Supplied passage:
=======

The Trump administration has transferred hundreds of immigrants to El Salvador even as a federal judge issued an order temporarily barring the deportations under an 18th century wartime declaration targeting Venezuelan gang members, officials said Sunday. Flights were in the air at the time of the ruling.
US District Judge James E. Boasberg issued an order Saturday blocking the deportations but lawyers told him there were already two planes with immigrants in the air — one headed for El Salvador, the other for Honduras. Boasberg verbally ordered the planes be turned around, but they apparently were not and he did not include the directive in his written order.
“Oopsie…Too late,” Salvadoran President Nayib Bukele, a Trump ally who agreed to house about 300 immigrants for a year at a cost of $6 million in his country’s prisons, wrote on the social media site X above an article about Boasberg’s ruling. That post was recirculated by White House communications director Steven Cheung.
Secretary of State Marco Rubio, who negotiated an earlier deal with Bukele to house immigrants, posted on the site: “We sent over 250 alien enemy members of Tren de Aragua which El Salvador has agreed to hold in their very good jails at a fair price that will also save our taxpayer dollars.”
Steve Vladeck, a professor at the Georgetown University Law Center, said that Boasberg’s verbal directive to turn around the planes was not technically part of his final order but that the Trump administration clearly violated the “spirit” of it.
“This just incentivizes future courts to be hyper specific in their orders and not give the government any wiggle room,” Vladeck said.

The Department of Justice in court papers filed Sunday said some immigrants were already out of the country by the time the hold was issued Sunday night. The department added that it has appealed the order and would use other laws for deportations in coming days if the appeal is not successful.
The immigrants were deported after Trump’s declaration of the Alien Enemies Act of 1798, which has been used only three times in US history.
The law, invoked during the War of 1812 and World Wars I and II, requires a president to declare the United States is at war, giving him extraordinary powers to detain or remove foreigners who otherwise would have protections under immigration or criminal laws. It was last used to justify the detention of Japanese-American civilians during World War II.
A Justice Department spokesperson on Sunday referred to an earlier statement from Attorney General Pam Bondi blasting Boasberg’s ruling and didn’t immediately answer questions about whether the administration ignored the court’s order.
Venezuela’s government in a statement Sunday rejected the use of Trump’s declaration of the law, characterizing it as evocative of “the darkest episodes in human history, from slavery to the horror of the Nazi concentration camps.”

=======

Exercises:
A. According to the deportation article, how many times has the Alien Enemies Act of 1798 been used in US history?
B. Please write the next part of the deportation article, picking up after its final sentence.
These records have nothing to do with the deportation article.

Dataset entries:
=======

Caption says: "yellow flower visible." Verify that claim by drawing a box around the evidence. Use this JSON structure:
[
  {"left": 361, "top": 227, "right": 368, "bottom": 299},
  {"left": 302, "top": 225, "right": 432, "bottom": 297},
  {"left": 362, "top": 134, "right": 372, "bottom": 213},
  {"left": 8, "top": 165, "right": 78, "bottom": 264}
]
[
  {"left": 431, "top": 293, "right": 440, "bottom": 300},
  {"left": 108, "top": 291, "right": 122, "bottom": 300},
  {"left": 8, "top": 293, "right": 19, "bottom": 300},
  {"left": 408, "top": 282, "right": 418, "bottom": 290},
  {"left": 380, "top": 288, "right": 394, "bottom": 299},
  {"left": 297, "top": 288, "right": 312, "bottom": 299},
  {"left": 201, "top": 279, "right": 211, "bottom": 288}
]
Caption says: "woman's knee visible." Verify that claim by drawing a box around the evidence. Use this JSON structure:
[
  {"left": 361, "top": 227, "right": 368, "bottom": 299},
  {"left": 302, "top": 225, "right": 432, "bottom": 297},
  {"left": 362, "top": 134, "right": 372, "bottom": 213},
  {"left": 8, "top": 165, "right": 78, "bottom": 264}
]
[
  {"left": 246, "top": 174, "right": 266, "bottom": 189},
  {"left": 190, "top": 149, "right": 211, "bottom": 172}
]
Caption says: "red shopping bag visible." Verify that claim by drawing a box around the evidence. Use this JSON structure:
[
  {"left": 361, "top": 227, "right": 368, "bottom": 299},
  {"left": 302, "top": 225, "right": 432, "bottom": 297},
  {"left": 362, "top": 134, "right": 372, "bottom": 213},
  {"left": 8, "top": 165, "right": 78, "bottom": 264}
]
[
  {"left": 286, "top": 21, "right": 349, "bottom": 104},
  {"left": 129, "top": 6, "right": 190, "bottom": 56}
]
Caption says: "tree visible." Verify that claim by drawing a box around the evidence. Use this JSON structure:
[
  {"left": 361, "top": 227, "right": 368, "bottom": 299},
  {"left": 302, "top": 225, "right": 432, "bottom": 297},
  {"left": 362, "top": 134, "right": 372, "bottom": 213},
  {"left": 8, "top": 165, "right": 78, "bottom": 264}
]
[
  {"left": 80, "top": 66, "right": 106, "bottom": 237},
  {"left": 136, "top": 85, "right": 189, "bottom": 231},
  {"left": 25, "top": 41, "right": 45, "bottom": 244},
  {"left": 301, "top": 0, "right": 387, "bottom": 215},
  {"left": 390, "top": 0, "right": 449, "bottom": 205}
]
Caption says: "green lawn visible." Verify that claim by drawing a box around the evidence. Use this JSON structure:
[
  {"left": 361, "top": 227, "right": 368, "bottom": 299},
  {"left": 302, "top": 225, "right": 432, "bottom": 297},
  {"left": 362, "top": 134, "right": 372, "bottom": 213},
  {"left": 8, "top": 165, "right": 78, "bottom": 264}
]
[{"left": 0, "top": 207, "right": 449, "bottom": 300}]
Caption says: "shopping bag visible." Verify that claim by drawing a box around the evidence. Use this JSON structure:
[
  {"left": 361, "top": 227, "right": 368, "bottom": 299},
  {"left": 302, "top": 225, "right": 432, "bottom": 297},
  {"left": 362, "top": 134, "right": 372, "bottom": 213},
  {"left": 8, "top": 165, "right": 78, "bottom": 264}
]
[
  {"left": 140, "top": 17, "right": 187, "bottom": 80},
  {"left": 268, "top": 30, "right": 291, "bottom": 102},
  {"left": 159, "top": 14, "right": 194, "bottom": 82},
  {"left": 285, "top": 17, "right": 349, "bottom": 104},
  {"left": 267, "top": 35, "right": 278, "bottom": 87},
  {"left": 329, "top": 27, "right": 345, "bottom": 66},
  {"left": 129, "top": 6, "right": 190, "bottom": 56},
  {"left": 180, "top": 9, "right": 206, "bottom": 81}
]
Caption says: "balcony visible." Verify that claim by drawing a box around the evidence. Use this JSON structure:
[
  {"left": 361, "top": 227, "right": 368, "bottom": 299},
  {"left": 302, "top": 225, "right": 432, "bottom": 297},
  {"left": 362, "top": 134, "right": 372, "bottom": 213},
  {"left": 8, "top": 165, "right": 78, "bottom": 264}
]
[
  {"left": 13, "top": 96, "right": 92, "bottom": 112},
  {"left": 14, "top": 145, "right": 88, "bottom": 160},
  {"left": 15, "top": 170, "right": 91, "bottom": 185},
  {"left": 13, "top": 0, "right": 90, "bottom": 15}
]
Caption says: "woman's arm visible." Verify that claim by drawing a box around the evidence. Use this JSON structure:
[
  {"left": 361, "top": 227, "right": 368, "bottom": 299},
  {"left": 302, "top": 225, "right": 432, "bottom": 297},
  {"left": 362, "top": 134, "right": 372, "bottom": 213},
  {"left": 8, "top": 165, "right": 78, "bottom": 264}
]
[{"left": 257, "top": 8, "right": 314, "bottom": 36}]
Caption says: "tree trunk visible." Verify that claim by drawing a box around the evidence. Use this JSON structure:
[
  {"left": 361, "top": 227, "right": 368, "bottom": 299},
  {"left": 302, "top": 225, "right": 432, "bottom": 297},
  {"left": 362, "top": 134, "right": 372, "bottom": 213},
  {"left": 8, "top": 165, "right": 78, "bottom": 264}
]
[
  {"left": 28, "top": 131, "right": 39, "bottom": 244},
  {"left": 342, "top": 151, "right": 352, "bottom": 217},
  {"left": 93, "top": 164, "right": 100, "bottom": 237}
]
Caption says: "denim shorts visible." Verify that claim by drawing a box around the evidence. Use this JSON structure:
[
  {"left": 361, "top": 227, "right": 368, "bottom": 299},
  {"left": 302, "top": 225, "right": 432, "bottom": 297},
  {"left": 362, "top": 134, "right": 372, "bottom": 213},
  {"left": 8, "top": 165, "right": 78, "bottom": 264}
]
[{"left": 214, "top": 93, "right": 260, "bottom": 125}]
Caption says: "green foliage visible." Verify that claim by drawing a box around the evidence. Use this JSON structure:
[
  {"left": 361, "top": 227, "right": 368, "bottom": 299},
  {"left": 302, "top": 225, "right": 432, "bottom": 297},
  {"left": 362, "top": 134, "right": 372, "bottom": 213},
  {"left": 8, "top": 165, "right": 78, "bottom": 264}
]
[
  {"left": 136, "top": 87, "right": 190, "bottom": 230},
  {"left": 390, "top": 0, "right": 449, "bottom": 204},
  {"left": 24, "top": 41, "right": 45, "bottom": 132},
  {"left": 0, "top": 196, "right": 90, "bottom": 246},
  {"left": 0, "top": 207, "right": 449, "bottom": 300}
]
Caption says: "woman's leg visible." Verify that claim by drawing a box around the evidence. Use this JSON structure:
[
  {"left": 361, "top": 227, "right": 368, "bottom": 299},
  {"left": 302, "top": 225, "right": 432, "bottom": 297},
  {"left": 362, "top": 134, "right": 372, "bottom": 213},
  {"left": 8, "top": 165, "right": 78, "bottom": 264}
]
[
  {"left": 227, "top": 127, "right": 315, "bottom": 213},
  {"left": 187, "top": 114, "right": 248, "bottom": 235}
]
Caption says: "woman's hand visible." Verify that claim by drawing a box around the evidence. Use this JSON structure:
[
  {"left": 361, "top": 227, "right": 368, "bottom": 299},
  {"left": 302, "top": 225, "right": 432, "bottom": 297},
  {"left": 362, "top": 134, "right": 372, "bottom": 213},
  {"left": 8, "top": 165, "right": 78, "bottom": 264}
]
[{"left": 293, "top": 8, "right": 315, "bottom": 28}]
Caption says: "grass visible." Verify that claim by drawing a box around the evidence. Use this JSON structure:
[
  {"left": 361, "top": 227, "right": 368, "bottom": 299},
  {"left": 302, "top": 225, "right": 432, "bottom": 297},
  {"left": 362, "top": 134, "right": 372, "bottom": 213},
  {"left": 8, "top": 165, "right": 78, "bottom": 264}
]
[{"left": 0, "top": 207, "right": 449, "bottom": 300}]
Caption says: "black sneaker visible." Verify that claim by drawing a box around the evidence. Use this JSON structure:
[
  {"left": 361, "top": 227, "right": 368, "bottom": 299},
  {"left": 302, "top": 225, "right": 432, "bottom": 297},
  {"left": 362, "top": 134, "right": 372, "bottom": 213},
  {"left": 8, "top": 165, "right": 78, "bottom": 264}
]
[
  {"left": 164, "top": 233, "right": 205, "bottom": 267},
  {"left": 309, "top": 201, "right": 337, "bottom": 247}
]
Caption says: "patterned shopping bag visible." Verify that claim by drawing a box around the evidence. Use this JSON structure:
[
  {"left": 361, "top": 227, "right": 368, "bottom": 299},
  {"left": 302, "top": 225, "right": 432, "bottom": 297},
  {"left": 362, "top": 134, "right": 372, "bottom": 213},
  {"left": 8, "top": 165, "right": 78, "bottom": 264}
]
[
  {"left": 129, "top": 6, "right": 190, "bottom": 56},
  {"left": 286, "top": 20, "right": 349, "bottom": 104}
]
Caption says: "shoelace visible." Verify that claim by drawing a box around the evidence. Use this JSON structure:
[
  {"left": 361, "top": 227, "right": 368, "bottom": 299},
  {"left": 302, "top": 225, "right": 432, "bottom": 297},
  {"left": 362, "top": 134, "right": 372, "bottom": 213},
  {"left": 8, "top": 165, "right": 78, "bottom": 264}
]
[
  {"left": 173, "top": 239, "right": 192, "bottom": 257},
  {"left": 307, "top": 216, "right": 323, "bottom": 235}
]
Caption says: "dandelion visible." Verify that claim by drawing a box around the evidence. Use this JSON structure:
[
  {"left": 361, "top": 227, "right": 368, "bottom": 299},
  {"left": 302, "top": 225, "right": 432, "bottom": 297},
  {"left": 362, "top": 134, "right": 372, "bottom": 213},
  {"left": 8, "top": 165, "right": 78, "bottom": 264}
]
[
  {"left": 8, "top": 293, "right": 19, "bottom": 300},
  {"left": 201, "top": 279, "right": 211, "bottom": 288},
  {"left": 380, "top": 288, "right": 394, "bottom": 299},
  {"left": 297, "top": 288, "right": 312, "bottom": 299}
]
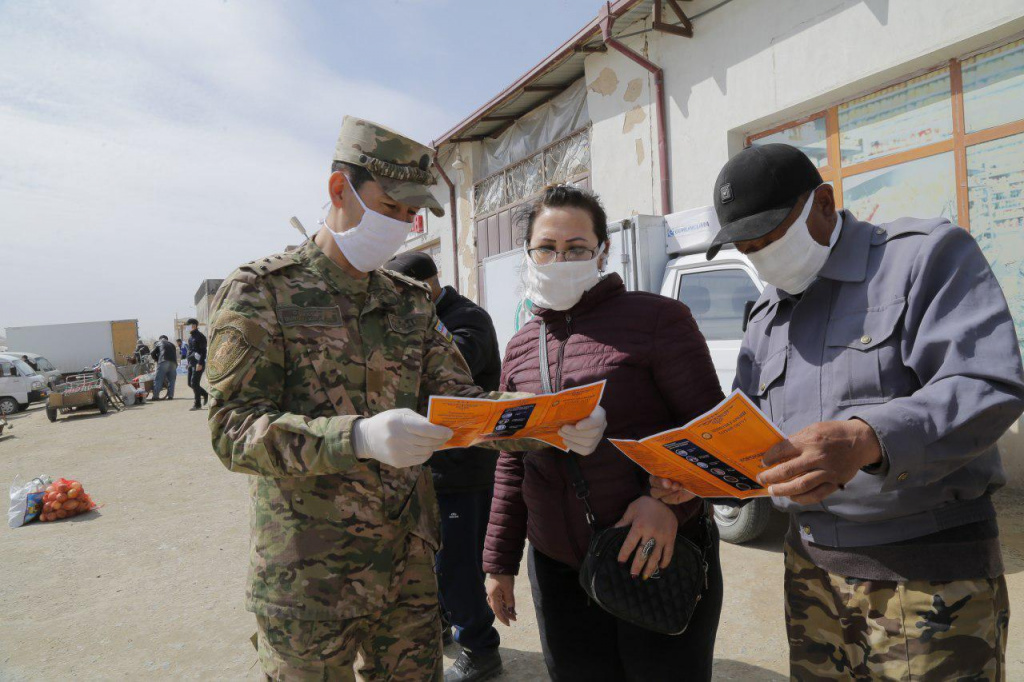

=======

Expected responses:
A. Only three times.

B.
Tren de Aragua originated in an infamously lawless prison in the central state of Aragua and accompanied an exodus of millions of Venezuelans, the overwhelming majority of whom were seeking better living conditions after their nation’s economy came undone last decade. Trump seized on the gang during his campaign to paint misleading pictures of communities that he contended were “taken over” by what were actually a handful of lawbreakers.
The Trump administration has not identified the immigrants deported, provided any evidence they are in fact members of Tren de Aragua or that they committed any crimes in the United States. It did also send two top members of the Salvadoran MS-13 gang to El Salvador who had been arrested in the United States.
Video released by El Salvador’s government Sunday showed men exiting airplanes into an airport tarmac lined by officers in riot gear. The men, who had their hands and ankles shackled, struggled to walk as officers pushed their heads down to have them bend down at the waist.
The video also showed the men being transported to prison in a large convoy of buses guarded by police and military vehicles and at least one helicopter. The men were shown kneeling on the ground as their heads were shaved before they changed into the prison’s all-white uniform – knee-length shorts, T-shirt, socks and rubber clogs – and placed in cells.
The immigrants were taken to the notorious CECOT facility, the centerpiece of Bukele’s push to pacify his once violence-wracked country through tough police measures and limits on basic rights
The Trump administration said the president actually signed the proclamation contending Tren de Aragua was invading the United States Friday night but didn’t announce it until Saturday afternoon. Immigration lawyers said that, late Friday, they noticed Venezuelans who otherwise couldn’t be deported under immigration law being moved to Texas for deportation flights. They began to file lawsuits to halt the transfers.
“Basically any Venezuelan citizen in the US may be removed on pretext of belonging to Tren de Aragua, with no chance at defense,” Adam Isacson of the Washington Office for Latin America, a human rights group, warned on X.
The litigation that led to the hold on deportations was filed on behalf of five Venezuelans held in Texas who lawyers said were concerned they’d be falsely accused of being members of the gang. Once the act is invoked, they warned, Trump could simply declare anyone a Tren de Aragua member and remove them from the country.
Boasberg barred those Venezuelans’ deportations Saturday morning when the suit was filed, but only broadened it to all people in federal custody who could be targeted by the act after his afternoon hearing. He noted that the law has never before been used outside of a congressionally-declared war and that plaintiffs may successfully argue Trump exceeded his legal authority in invoking it.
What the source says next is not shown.